#### Data in this exercise
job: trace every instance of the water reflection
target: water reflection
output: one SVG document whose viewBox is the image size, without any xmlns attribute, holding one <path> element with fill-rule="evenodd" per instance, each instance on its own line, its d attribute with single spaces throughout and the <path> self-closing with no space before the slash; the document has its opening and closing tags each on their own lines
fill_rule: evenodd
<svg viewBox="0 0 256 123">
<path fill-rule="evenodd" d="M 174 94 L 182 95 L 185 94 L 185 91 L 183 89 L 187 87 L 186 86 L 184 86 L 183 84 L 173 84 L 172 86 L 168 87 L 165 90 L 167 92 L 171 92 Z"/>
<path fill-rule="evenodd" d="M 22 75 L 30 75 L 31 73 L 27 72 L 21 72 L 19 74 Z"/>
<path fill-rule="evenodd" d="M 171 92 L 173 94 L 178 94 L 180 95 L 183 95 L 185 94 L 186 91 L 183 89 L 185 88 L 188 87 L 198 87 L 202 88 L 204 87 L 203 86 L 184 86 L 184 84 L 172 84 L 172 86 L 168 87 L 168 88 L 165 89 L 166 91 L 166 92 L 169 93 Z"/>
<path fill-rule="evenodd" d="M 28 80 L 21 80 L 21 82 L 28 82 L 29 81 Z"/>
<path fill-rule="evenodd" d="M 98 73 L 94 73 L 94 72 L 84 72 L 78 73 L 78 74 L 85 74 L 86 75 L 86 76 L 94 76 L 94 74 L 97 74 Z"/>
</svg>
########
Can you recast the lines from the start of the items through the line that contains "28 80 L 21 80", inclusive, as a Markdown table? Use a Row column for the row number and a Line text column for the line, and leave out blank lines.

| Row | Line text |
|---|---|
| 1 | job: trace every instance of the water reflection |
| 2 | target: water reflection |
| 3 | output: one SVG document whose viewBox is the image size, without any xmlns attribute, holding one <path> element with fill-rule="evenodd" per instance, each instance on its own line, its d attribute with single spaces throughout and the <path> self-closing with no space before the slash; the document has its opening and closing tags each on their own lines |
| 4 | fill_rule: evenodd |
| 5 | <svg viewBox="0 0 256 123"> |
| 6 | <path fill-rule="evenodd" d="M 174 94 L 182 95 L 185 94 L 185 91 L 183 89 L 187 87 L 186 86 L 184 86 L 183 84 L 173 84 L 172 86 L 168 87 L 165 90 L 167 92 L 171 92 Z"/> |
| 7 | <path fill-rule="evenodd" d="M 22 75 L 30 75 L 31 73 L 27 72 L 21 72 L 19 74 Z"/> |
| 8 | <path fill-rule="evenodd" d="M 171 92 L 173 94 L 178 94 L 180 95 L 183 95 L 185 94 L 186 91 L 183 89 L 185 88 L 188 87 L 198 87 L 202 88 L 204 87 L 203 86 L 184 86 L 184 84 L 172 84 L 172 86 L 168 87 L 168 88 L 165 89 L 166 91 L 166 92 L 169 93 Z"/> |
| 9 | <path fill-rule="evenodd" d="M 28 80 L 21 80 L 21 82 L 28 82 L 29 81 Z"/> |